Document passage →
Abstract

The mechanism underlying oxidant-induced intracellular Ca2+ ([Ca2+]i) increase was studied in cultured bovine aortic endothelial cells (BAECs) using fura-2 AM. In the presence of 2 mM extracellular Ca2+, the application of DTBNP (20microM), a membrane-permeable oxidant, caused an increase in [Ca2+]i, and DTT (2 mM) as a reductant completely reversed the effect of DTBNP. The [Ca2+]i increase induced by DTBNP was also observed in an extracellular Ca2+-free/2 mM EGTA solution, indicating the release of Ca2+ from intracellular store (s). After endoplasmic reticulum was depleted by an IP3-generating agonist, ATP (30microM) or an ER Ca2+ pump inhibitor, thapsigargin (1microM), DTBNP-stressed BAECs showed an increase of [Ca2+]i in Ca2+-free/2 mM EGTA solution. Ratio-differences before and after the application of DTBNP after pretreatment with ATP or thapsigargin were 0.42+/-0.15 and 0.49+/-0.07, respectively (n=7), which are significantly reduced, compared to the control value of 0.72+/-0.07 in a Ca2+-free/2 mM EGTA solution. After the protonophore CCCP (10microM) challenge to release mitochondrial Ca2+, the similar result was obtained. Ratio-difference before and after the application of DTBNP after pretreatment with CCCP was 0.46+/-0.09 (n=7). Simultaneous application of thapsigargin and CCCP completely abolished the DTBNP-induced [Ca2+]i increase. The above results together indicate that the increase of [Ca2+]i by DTBNP resulted from the release of Ca2+ from both endoplasmic reticulum and mitochondria.

Record extracts →
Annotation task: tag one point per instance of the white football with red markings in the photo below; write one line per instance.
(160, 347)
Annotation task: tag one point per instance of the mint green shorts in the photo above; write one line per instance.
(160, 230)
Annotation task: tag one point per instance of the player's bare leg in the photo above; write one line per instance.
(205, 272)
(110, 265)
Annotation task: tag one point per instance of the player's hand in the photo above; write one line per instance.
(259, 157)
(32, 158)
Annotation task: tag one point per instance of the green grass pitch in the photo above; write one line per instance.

--

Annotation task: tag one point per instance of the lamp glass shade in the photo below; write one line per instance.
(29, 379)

--

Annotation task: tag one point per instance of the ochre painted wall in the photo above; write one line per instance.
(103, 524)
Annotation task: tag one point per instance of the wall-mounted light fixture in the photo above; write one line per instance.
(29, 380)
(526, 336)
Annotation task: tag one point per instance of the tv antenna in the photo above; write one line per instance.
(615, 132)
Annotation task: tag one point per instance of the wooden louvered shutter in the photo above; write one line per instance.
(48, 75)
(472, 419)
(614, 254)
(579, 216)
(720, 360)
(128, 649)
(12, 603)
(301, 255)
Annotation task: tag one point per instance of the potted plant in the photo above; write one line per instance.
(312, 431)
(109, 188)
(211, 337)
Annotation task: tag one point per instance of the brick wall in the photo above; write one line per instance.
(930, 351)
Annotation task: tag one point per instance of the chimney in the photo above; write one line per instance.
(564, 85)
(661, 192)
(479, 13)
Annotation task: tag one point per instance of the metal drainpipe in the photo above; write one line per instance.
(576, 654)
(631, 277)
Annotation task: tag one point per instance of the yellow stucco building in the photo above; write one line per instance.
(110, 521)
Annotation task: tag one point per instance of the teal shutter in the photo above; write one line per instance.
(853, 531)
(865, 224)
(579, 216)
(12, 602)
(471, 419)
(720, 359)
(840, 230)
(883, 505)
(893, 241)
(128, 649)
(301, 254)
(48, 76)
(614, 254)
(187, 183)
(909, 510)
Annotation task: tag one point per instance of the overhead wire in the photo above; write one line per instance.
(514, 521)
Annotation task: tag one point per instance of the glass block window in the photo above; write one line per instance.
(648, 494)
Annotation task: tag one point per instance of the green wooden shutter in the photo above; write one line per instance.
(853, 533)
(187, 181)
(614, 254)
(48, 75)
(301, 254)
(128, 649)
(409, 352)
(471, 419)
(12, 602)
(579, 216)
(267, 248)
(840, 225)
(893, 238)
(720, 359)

Task requirements → According to the abstract, which reductant completely reversed the effect of DTBNP, and at what concentration?

Answer → DTT, at 2 mM.